Required action » Omitting all pictures, retype the entries below exactly as given.

Photo-based referring expression data
********************

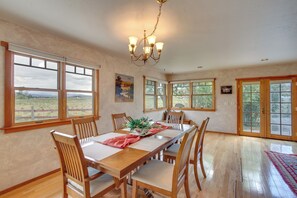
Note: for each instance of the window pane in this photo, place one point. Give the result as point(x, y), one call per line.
point(79, 104)
point(286, 130)
point(274, 87)
point(31, 77)
point(51, 65)
point(78, 82)
point(79, 70)
point(89, 72)
point(286, 119)
point(286, 97)
point(275, 129)
point(35, 105)
point(70, 68)
point(275, 118)
point(161, 101)
point(150, 87)
point(286, 87)
point(199, 88)
point(181, 89)
point(21, 60)
point(150, 102)
point(180, 101)
point(203, 101)
point(161, 89)
point(38, 62)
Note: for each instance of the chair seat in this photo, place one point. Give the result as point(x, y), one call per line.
point(172, 151)
point(156, 173)
point(97, 185)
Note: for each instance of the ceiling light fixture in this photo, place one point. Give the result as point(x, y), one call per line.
point(147, 43)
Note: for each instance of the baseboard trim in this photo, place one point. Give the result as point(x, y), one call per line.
point(28, 181)
point(220, 132)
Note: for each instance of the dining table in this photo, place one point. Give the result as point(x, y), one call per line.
point(119, 162)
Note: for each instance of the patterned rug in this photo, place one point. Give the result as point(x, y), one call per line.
point(286, 164)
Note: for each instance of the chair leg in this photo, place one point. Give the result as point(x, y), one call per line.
point(196, 176)
point(186, 184)
point(134, 189)
point(202, 166)
point(124, 188)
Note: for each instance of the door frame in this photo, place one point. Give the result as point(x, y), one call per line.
point(265, 106)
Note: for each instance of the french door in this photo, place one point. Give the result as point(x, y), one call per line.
point(267, 107)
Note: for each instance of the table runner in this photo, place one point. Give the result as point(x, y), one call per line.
point(91, 151)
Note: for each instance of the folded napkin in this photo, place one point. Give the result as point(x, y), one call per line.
point(159, 129)
point(122, 141)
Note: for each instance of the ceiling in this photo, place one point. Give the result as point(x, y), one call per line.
point(214, 34)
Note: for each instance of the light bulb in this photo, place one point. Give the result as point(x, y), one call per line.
point(159, 46)
point(133, 40)
point(151, 39)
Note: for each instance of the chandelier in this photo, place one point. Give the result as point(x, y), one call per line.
point(147, 44)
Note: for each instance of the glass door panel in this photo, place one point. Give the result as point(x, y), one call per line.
point(280, 108)
point(251, 115)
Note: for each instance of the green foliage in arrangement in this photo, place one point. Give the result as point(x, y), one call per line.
point(142, 123)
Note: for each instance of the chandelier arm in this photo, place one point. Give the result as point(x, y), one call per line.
point(158, 19)
point(135, 58)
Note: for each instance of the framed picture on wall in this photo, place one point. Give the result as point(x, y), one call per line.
point(226, 89)
point(124, 88)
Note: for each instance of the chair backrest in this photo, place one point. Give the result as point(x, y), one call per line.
point(182, 159)
point(200, 137)
point(73, 164)
point(175, 117)
point(119, 120)
point(85, 128)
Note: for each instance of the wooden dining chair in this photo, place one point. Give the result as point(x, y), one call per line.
point(78, 179)
point(119, 120)
point(85, 128)
point(163, 177)
point(175, 117)
point(196, 155)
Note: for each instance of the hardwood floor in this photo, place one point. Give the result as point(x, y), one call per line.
point(236, 166)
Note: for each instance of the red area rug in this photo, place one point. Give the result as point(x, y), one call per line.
point(286, 164)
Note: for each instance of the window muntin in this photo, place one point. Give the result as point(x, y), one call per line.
point(198, 95)
point(161, 95)
point(155, 95)
point(181, 95)
point(202, 95)
point(36, 90)
point(79, 86)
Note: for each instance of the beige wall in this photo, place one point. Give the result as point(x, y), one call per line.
point(224, 119)
point(28, 154)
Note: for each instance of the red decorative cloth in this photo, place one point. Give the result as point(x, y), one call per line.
point(126, 140)
point(122, 141)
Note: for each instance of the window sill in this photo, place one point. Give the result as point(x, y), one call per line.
point(32, 126)
point(192, 109)
point(153, 110)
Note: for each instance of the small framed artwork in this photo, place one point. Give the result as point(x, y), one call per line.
point(124, 88)
point(226, 89)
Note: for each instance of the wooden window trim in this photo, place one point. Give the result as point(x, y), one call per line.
point(155, 96)
point(191, 108)
point(9, 98)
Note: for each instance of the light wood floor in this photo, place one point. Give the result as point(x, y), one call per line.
point(236, 166)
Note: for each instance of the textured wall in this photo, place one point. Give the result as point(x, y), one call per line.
point(224, 119)
point(28, 154)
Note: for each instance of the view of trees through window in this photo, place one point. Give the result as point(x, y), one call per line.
point(36, 88)
point(196, 95)
point(155, 95)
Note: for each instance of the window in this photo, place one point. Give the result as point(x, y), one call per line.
point(155, 95)
point(44, 92)
point(195, 95)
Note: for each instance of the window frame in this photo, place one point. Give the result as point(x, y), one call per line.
point(156, 82)
point(9, 91)
point(191, 95)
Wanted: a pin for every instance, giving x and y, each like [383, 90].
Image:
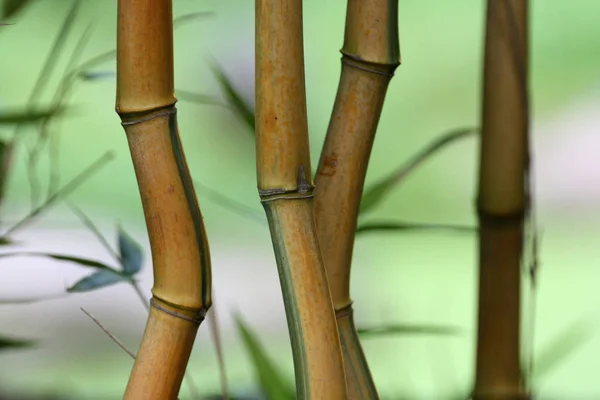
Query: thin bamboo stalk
[285, 187]
[145, 102]
[370, 56]
[502, 200]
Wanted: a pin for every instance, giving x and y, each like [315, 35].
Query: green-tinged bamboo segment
[370, 56]
[502, 200]
[285, 187]
[181, 294]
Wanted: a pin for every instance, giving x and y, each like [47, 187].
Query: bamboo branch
[502, 200]
[285, 187]
[370, 56]
[181, 294]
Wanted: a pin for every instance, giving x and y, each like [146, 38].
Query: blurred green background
[397, 278]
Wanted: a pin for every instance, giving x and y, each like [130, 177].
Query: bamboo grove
[313, 219]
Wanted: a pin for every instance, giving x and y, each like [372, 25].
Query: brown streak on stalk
[180, 254]
[285, 187]
[370, 56]
[502, 201]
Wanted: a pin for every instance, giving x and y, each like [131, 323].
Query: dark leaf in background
[239, 105]
[271, 380]
[28, 117]
[84, 262]
[98, 280]
[394, 226]
[10, 8]
[130, 252]
[7, 343]
[378, 191]
[407, 329]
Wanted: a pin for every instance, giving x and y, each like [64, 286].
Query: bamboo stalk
[145, 102]
[370, 56]
[502, 200]
[285, 188]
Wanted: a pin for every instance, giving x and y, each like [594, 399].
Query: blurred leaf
[564, 344]
[84, 262]
[97, 75]
[28, 117]
[232, 205]
[32, 299]
[271, 380]
[98, 280]
[406, 329]
[198, 98]
[110, 55]
[378, 191]
[374, 227]
[7, 343]
[240, 107]
[11, 7]
[68, 188]
[130, 253]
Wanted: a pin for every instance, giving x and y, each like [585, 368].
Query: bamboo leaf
[28, 117]
[12, 7]
[96, 75]
[561, 347]
[83, 262]
[130, 253]
[98, 280]
[239, 105]
[406, 329]
[7, 343]
[396, 226]
[271, 380]
[375, 194]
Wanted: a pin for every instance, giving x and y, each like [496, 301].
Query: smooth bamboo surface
[285, 187]
[502, 200]
[370, 56]
[181, 294]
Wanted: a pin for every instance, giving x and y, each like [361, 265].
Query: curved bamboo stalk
[285, 188]
[145, 102]
[370, 56]
[502, 200]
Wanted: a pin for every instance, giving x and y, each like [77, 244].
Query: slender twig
[110, 335]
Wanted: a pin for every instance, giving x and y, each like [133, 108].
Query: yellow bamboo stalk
[370, 56]
[285, 188]
[502, 200]
[145, 102]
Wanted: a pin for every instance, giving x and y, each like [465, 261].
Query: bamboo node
[197, 319]
[357, 62]
[139, 117]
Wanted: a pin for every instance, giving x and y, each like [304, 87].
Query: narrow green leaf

********************

Output for this task »
Note: for each instance of the window pane in this photo, place one point. Give the result as point(x, y), one call per line.
point(79, 104)
point(286, 130)
point(274, 87)
point(31, 77)
point(51, 65)
point(78, 82)
point(79, 70)
point(89, 72)
point(286, 119)
point(286, 97)
point(275, 129)
point(35, 105)
point(70, 68)
point(275, 118)
point(161, 101)
point(150, 87)
point(286, 87)
point(199, 88)
point(181, 89)
point(21, 60)
point(150, 102)
point(180, 101)
point(203, 101)
point(161, 89)
point(38, 62)
Note: for each instance of the chair seat in this photo, place one point. Give the result as point(x, y), one call per line.
point(172, 151)
point(156, 173)
point(97, 185)
Note: for each instance of the ceiling light fixture in this photo, place one point. Give the result as point(x, y), one call per line.
point(147, 43)
Note: for each instance of the baseboard trim in this photo, place one point. Give the result as point(x, y), one call per line.
point(28, 181)
point(220, 132)
Note: for each instance of the dining table in this photo, place one point. Give the result as point(x, y), one call per line.
point(119, 162)
Note: for each instance of the patterned rug in this photo, place one point. Give the result as point(x, y), one call per line.
point(286, 164)
Note: for each instance of the chair leg in this photo, place one point. Give the result as point(x, y), one call per line.
point(196, 176)
point(186, 184)
point(134, 189)
point(202, 166)
point(124, 188)
Note: for each instance of the door frame in this photo, place one point. Give the result as point(x, y), one call per line.
point(265, 106)
Note: for each instance of the french door in this photo, place one point. Give the result as point(x, y), one call per line.
point(267, 107)
Note: for each instance of the table runner in this photo, place one point. Give the result as point(x, y), one call per line.
point(91, 151)
Note: for each instance of the folded napkin in this photo, place one point. Give the result as point(x, y), one call per line.
point(159, 129)
point(122, 141)
Note: for each instance of the ceiling in this photo, place one point. Give the result as point(x, y), one call per line.
point(214, 34)
Note: for each instance of the light bulb in this photo, place one point. Give the result as point(x, y), one call per line.
point(159, 46)
point(133, 40)
point(151, 39)
Note: for each instance of the chandelier in this photo, place one point. Give the result as point(x, y), one call per line.
point(147, 44)
Note: for each instance of the glass door panel in this photo, place one point. Give the result as point(x, y), one call per line.
point(280, 108)
point(251, 115)
Note: for each instance of the green foliage in arrangement in this photo, place one point. Give the result as point(x, y), one call per line.
point(142, 123)
Note: for each instance of the chandelier arm in this photo, place one point. Give the result as point(x, y), one call per line.
point(158, 19)
point(135, 58)
Note: for each instance of the framed picture on wall in this photo, place one point. Give the result as point(x, y), one call per line.
point(226, 89)
point(124, 88)
Note: for each instance of the chair backrest in this photo, place one point. Give the result as point(x, y), one call per line.
point(182, 159)
point(200, 137)
point(73, 164)
point(175, 117)
point(119, 120)
point(85, 128)
Note: for each instance of the wooden dining chair in this photo, place one point. Give the result as point(x, y), one call per line.
point(78, 179)
point(119, 120)
point(85, 128)
point(163, 177)
point(175, 117)
point(196, 155)
Note: for each instance of the hardwood floor in this photo, place one point. Give the result as point(x, y), one call per line.
point(236, 166)
Note: for each instance of the red area rug in this photo, place one point. Give the result as point(x, y), one call per line.
point(286, 164)
Note: for each instance of the window muntin in this photo, place one point. Give the result as point(x, y), one call per line.
point(198, 95)
point(161, 95)
point(155, 95)
point(181, 95)
point(202, 95)
point(36, 90)
point(79, 86)
Note: for each instance of the beige wall in this photo, place one point. Give the result as point(x, y), one call per line.
point(224, 119)
point(28, 154)
Note: for each instance of the red decorative cloth in this photo, place one point. Give the result as point(x, y), one call per line.
point(126, 140)
point(122, 141)
Note: for each instance of the window sill in this photo, place one point. Give the result as point(x, y), one call per line.
point(32, 126)
point(192, 109)
point(153, 110)
Note: for each instance of the small framed artwork in this photo, place one point. Give the result as point(x, y), one call per line.
point(124, 88)
point(226, 89)
Note: for each instance of the wooden window trim in this photo, place one point. Give the result as point(x, y), one call per line.
point(155, 96)
point(191, 108)
point(9, 98)
Note: for each instance of the light wood floor in this photo, place one point. Give the result as point(x, y), one call per line.
point(236, 166)
Note: for each instance of the textured wall in this photo, place one point. Give the result as point(x, y), one call per line.
point(224, 119)
point(28, 154)
Note: for each instance of the view of trees through window in this photo, place one point. Give the result as point(x, y), one call per line.
point(36, 88)
point(196, 95)
point(155, 95)
Note: for each instance of the window in this photo, place one point. Give the result as point(x, y), one call per line.
point(155, 95)
point(44, 92)
point(195, 95)
Note: for each instance of the window frame in this photo, place one point. Give the result as point(x, y), one call per line.
point(156, 82)
point(9, 91)
point(191, 95)
Wanted: a pin for every instance, giving x and y, each like [383, 90].
Image:
Query: thin bamboo stalk
[285, 187]
[145, 102]
[370, 56]
[502, 200]
Wanted: a pin for every instance, giving x and y, each like [315, 35].
Query: green-tinged bamboo segment
[370, 56]
[502, 200]
[285, 187]
[181, 294]
Wanted: a pin for every instance, giving x and y, each like [47, 187].
Query: bamboo branch
[502, 200]
[285, 187]
[370, 56]
[181, 294]
Wanted: a pin for every instance, giving x and y, each like [146, 38].
Query: blurred green background
[397, 278]
Wanted: a pin for every instance, giving x and y, each like [130, 177].
Query: bamboo grove
[313, 219]
Wanted: a pin for every instance, giving x and y, each like [372, 25].
Query: brown streak on stalk
[180, 254]
[285, 187]
[370, 56]
[502, 201]
Wanted: a pin for every instance, giving x and y, each like [131, 323].
Query: dark leaf in background
[239, 105]
[271, 380]
[28, 117]
[84, 262]
[98, 280]
[394, 226]
[10, 8]
[130, 252]
[7, 343]
[378, 191]
[407, 329]
Wanted: a pin for every instance, giving x and y, each like [64, 286].
Query: bamboo stalk
[145, 102]
[370, 56]
[502, 200]
[285, 188]
Wanted: a pin for every instance, giving x and y, each like [594, 399].
Query: blurred leaf
[564, 344]
[84, 262]
[97, 75]
[28, 117]
[232, 205]
[32, 299]
[271, 380]
[98, 280]
[406, 329]
[198, 98]
[110, 55]
[378, 191]
[374, 227]
[7, 343]
[240, 107]
[11, 7]
[68, 188]
[130, 253]
Wanted: a pin for every instance, giving x and y, each like [585, 368].
Query: bamboo leaf
[28, 117]
[12, 7]
[96, 75]
[561, 347]
[83, 262]
[130, 253]
[98, 280]
[239, 105]
[406, 329]
[7, 343]
[396, 226]
[271, 380]
[375, 194]
Wanted: a pin for every instance, giving x and y, each like [496, 301].
Query: smooth bamboo surface
[285, 187]
[502, 200]
[370, 56]
[181, 294]
Wanted: a pin for every instance, giving x and y, each like [361, 265].
Query: curved bamboo stalk
[285, 188]
[145, 102]
[370, 56]
[502, 200]
Wanted: a pin for every instance, giving x and y, each like [77, 244].
Query: slender twig
[110, 335]
Wanted: a pin for every instance, giving x and y, each like [133, 108].
Query: yellow bamboo stalk
[370, 56]
[285, 188]
[502, 200]
[145, 102]
Wanted: a pin for every instance, giving x and y, each like [465, 261].
Query: bamboo node
[197, 319]
[357, 62]
[139, 117]
Wanted: a pin for every instance, giving x and y, each like [304, 87].
Query: narrow green leaf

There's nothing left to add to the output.